:: EXCERPT PROVIDED
Scope of the “common rulebook”. The area of EU laws which the UK would be obliged to apply is said to be “only those necessary to provide for frictionless trade at the border.” However at minimum this would cover all laws and rules which have to be complied with by goods placed on the single market, including those regulating methods by which they are produced, inspections and certificates, etc, and rules relating to how they are packaged and presented on the market. This is a very wide field indeed. An example is the detailed EU rules on the requirements for labelling vacuum cleaners with energy test results, which were framed by the Commission to require tests to be performed in a way which gave an advantage to German manufacturers over Dyson’s more efficient bagless designs. These particular rules were successfully challenged at one stage by Dyson in the ECJ (Case C-44/16 P Dyson Ltd v. European Commission, 11 May 2017), but more recently Dyson may suffer a reverse since an ECJ Advocate-General has expressed the view that EU law does not permit Dyson to display supplementary information about its own tests alongside the officially required (and flawed) EU energy tests: Case C‑632/16 Dyson Ltd v. BSH Home Appliances NV, AG Opinion 22 Feb 2018 – the ECJ’s judgment is expected before long.
The Dyson case illustrates how the EU regulatory system for goods can already be skewed in favour of Continental interests and against British manufacturers. More significantly, the system is skewed in favour of existing technologies and against innovators. Once we leave the EU and no longer have a vote on the framing of these types of rules, the EU will have a positive incentive to frame its rules in order to disadvantage UK producers who will be obliged to follow those rules.
4(b) “reciprocal commitments related to open and fair trade”
While it is normal for Free Trade Agreements to contain some flanking provisions relating to open markets and state subsidies, the width and detail of what is proposed is far greater than would be accepted or acceptable in an agreement between any independent country and the EU. There is a commitment to apply a “common rulebook” on state aid. While the principle of restricting state aids is acceptable, this would imply the acceptance of the EU’s detailed state aid rules, so not allowing the UK to apply such rules flexibly and with the interests of its own industries in mind.
Of even more concern is that the UK would agree “to maintain high regulatory standards for the environment, climate change, social and employment, and consumer protection – meaning we would not let standards fall below the current levels.” (Emphasis added). The problem with this is not a general requirement to maintain high standards, which we would want to do anyway, but the commitment not to let standards in these areas “fall below” current levels. Any changes to our rules in these areas which improve the competitiveness of UK industry would almost certainly be interpreted by the EU as allowing our standards to “fall below” current standards. This commitment is therefore an extremely dangerous one to undertake, particularly if it were linked to a binding enforcement mechanism and even more so if that binding mechanism ultimately becomes the ECJ (see below).
Para 4(c): “consistent interpretation and application of UK-EU agreements” – putting the UK on a par with Moldova
This paragraph first states that the interpretation and application of UK-EU agreements would be done “in the UK by UK courts, and in the EU by EU courts.” This is what one would expect with any treaty arrangement. This subject has been covered in depth and the principles explained in “Adjudicating Treaty Rights in post-Brexit Britain: Preserving Sovereignty and Observing Comity”. Put shortly, there is nothing wrong with the courts of the parties to an international treaty looking at each others’ judgments, reading them with mutual respect, and trying to be consistent with each other’s interpretation of the treaty if they can. This is indeed a general principle of international judicial comity on the interpretation of treaties.
::::
→ DIRECTIONS FOR THIS TASK: In the passage on the proposed UK-EU "common rulebook," on what date was the Advocate-General's opinion in Case C‑632/16 given?
:: DATA SECTION
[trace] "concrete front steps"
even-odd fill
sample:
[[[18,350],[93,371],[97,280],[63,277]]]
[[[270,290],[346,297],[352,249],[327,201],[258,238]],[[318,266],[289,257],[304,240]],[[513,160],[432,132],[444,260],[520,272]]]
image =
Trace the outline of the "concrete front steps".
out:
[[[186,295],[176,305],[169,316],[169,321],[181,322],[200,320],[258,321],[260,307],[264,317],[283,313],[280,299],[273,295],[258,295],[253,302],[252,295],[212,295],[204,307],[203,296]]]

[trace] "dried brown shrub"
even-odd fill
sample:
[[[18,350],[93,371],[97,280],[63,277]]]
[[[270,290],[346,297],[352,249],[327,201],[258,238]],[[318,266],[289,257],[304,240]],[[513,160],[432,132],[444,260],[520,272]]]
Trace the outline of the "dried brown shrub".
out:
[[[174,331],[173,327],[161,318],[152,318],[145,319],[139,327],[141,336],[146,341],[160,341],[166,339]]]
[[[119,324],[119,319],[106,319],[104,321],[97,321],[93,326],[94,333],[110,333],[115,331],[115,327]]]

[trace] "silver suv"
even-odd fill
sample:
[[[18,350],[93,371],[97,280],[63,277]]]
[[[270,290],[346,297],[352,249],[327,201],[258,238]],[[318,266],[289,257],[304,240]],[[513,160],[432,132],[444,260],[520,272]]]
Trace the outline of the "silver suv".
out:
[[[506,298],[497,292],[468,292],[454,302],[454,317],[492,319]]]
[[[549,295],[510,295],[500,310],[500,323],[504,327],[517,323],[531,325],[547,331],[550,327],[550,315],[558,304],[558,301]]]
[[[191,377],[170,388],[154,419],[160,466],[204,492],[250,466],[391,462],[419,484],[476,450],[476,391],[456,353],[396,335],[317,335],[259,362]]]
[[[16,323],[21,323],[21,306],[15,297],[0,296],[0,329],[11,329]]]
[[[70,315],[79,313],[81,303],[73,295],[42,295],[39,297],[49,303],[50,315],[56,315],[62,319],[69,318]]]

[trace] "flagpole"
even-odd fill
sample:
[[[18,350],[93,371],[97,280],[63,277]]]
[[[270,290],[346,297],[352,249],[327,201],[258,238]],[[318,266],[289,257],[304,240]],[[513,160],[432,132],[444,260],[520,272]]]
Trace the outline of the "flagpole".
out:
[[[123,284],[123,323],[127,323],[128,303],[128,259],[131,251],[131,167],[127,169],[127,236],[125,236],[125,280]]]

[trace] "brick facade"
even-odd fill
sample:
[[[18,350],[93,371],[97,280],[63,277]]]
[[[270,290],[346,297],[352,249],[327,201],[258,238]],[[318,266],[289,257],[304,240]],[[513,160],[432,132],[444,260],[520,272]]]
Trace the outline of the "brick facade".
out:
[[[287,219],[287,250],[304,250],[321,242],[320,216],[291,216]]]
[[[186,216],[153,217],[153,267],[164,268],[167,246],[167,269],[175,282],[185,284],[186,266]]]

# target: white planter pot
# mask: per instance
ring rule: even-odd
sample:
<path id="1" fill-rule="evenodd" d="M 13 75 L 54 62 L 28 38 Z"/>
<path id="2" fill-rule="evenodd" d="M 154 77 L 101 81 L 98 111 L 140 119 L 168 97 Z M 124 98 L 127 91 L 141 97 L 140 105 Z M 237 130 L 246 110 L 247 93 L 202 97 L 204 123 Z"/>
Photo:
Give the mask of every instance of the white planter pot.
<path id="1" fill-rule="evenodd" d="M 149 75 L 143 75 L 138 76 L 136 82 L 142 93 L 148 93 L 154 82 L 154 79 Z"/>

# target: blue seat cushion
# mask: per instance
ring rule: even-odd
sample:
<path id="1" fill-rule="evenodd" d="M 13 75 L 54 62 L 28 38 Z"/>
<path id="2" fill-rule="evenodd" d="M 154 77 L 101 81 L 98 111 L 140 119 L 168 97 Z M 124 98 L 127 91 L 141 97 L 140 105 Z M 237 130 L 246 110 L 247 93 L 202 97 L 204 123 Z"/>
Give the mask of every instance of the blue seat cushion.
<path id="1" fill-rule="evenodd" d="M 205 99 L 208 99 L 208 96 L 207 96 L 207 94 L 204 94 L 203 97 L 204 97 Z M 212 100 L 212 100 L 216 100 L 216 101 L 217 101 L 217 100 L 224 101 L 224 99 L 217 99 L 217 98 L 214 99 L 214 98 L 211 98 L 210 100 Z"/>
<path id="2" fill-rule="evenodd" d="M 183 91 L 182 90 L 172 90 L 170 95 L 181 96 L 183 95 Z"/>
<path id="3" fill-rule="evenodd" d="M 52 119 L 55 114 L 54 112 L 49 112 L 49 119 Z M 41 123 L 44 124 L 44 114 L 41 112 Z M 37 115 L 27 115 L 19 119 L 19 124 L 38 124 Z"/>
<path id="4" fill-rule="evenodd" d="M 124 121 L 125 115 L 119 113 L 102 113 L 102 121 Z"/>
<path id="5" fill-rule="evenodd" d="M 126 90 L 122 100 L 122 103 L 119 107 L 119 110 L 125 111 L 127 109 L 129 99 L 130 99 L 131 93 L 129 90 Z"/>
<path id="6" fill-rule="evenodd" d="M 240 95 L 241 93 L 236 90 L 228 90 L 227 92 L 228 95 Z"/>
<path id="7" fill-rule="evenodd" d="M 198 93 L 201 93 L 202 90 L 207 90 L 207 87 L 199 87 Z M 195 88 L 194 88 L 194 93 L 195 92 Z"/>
::::
→ FINISHED TASK: 22 February 2018